** START QUOTED TEXT **

Sounds like we have moved backwards.
Won’t 5G replace cables to the premises?
Hopefully.
Never.
You can saturate 5g bandwidth locally too easily. Even assuming it works which frankly in many places is (and will continue to be) pretty hit and miss
Next year when 5G Mobile Network UK has launch, million of peoples will dumped BT line rental & FTTC switching to 5G Mobile Ultrafast Broadband and Openreach will lose lots of money & profit.
Also what has happen to FTTPoD2?
Hi adslmax 🙂
So how much did Cerberus quote you for FTTPoD?
As will Virgin Media etc?
Really? Millions of people? And pray do tell how these millions of people will actually be able to get stable 5G signals capable of giving you 500mbps to 1GB sustained speeds?
It’s a joke that we have 5G, when in this century and year we STILL do not have anywhere near full coverage of even 3G or 2G in the UK. You still have to choose a provider based on the signal you can get as opposed to who’s better value.
@Mark
“You still have to choose a provider based on the signal you can get as opposed to who’s better value.”
Isn’t that true of most things? My nearest Waitrose Aldi and Lidl is a few towns away, our town has Asda and Iceland, who can I complain to to get a better quality supermarket than the current offerings?

** END QUOTED TEXT **

▶ _GOAL_
List every supermarket named in the comment thread above about 5G and broadband.

** START RECORD SET **

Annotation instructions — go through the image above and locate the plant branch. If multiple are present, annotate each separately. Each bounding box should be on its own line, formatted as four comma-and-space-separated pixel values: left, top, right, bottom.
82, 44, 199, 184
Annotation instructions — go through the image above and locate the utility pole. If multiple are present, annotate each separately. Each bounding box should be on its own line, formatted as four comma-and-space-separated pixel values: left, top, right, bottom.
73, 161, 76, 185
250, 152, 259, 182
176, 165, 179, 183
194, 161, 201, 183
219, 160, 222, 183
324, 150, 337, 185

** END RECORD SET **

▶ _RESULT_
Waitrose, Aldi, Lidl, Asda, Iceland